Work instructions -> Lines in the listing below may contain the word "negative". State how many do, and nothing more.

The data ->

══════════

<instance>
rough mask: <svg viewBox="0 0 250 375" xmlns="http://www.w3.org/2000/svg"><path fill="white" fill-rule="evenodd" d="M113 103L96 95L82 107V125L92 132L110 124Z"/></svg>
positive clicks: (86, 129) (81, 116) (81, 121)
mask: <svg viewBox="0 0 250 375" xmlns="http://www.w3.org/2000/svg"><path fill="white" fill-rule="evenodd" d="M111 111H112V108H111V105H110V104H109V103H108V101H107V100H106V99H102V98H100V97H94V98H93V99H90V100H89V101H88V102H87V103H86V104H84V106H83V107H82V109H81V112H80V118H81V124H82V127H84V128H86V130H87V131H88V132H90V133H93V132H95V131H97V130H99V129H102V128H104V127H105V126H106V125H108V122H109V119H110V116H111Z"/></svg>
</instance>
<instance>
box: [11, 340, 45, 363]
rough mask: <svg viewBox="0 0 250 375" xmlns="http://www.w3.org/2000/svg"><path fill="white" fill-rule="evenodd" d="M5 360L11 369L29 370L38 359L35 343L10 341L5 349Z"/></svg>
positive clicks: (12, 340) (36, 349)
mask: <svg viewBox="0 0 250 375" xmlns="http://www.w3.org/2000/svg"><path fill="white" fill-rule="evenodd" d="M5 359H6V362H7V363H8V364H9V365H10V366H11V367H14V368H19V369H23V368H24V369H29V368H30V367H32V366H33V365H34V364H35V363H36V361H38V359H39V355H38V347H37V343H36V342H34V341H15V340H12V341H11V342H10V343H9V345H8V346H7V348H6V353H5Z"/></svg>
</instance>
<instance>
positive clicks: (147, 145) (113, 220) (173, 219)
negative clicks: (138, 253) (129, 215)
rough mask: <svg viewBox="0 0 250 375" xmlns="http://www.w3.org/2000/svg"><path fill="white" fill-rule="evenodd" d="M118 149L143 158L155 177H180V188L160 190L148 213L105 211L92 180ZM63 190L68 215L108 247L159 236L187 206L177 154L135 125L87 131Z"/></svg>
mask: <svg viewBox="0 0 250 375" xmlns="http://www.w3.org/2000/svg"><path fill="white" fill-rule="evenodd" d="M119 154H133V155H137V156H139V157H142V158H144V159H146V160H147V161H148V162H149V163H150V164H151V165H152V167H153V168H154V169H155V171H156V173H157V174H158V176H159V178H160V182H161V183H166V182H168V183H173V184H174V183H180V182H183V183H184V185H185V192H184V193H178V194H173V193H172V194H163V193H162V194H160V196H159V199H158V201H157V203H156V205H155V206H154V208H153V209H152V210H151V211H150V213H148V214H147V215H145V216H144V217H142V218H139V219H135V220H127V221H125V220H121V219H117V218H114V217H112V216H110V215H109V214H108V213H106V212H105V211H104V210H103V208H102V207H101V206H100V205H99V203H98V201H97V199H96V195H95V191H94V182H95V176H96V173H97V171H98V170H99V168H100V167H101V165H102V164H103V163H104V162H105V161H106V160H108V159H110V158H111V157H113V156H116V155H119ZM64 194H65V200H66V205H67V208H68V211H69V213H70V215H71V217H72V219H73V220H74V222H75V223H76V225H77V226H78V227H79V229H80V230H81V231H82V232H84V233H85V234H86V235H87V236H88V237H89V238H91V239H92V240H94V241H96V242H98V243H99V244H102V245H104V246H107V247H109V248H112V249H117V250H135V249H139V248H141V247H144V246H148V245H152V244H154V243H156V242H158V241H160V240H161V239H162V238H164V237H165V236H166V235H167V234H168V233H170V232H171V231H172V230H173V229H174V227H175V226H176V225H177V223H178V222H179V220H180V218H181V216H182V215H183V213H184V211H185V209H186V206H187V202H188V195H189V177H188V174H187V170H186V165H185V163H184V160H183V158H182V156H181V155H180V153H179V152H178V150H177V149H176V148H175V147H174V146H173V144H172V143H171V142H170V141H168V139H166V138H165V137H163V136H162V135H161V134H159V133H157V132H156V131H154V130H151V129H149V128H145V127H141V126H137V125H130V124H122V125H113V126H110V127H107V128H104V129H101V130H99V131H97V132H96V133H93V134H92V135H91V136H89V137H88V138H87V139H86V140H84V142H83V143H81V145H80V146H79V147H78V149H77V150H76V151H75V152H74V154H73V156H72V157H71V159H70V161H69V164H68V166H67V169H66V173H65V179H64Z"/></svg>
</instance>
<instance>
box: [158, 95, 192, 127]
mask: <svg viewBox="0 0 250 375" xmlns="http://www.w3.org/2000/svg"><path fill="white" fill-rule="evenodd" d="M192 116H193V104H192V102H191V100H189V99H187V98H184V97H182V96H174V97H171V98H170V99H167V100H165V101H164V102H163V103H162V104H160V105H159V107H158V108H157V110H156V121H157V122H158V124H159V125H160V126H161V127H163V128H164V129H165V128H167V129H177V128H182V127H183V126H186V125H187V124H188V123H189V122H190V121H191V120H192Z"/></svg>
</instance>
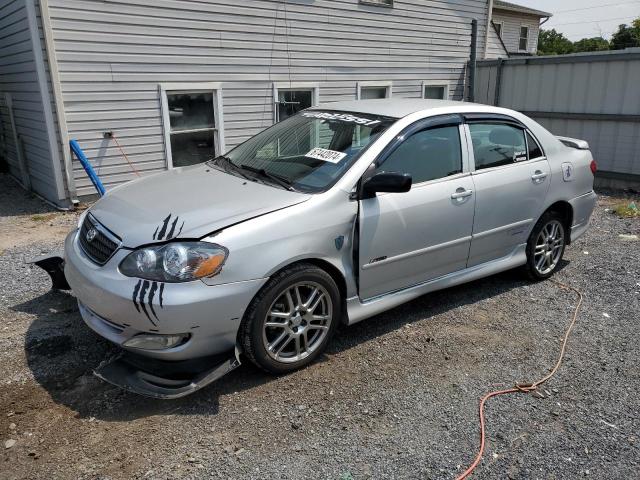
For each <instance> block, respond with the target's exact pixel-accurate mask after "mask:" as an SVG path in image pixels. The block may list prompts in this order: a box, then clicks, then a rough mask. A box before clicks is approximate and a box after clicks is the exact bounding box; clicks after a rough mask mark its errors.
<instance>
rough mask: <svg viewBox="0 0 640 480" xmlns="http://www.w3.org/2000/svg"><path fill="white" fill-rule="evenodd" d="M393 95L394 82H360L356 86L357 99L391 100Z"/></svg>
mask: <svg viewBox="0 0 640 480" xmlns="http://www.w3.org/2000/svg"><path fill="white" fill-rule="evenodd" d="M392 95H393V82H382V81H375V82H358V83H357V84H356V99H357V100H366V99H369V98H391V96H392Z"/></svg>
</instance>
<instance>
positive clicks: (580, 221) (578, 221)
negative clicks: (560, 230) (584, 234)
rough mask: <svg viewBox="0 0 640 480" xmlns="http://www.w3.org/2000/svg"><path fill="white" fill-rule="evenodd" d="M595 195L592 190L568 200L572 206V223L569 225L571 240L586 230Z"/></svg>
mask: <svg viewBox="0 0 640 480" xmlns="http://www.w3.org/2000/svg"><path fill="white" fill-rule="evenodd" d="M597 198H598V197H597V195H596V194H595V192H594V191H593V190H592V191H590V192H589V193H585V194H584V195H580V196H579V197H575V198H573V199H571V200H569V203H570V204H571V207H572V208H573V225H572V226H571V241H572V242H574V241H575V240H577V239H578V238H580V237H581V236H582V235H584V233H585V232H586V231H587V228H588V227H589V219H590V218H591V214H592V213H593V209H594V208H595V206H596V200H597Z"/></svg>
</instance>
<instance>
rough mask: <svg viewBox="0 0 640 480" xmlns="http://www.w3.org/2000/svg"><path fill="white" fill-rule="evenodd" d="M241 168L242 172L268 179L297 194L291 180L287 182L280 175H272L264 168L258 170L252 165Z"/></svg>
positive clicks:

══════════

Written reply -> 2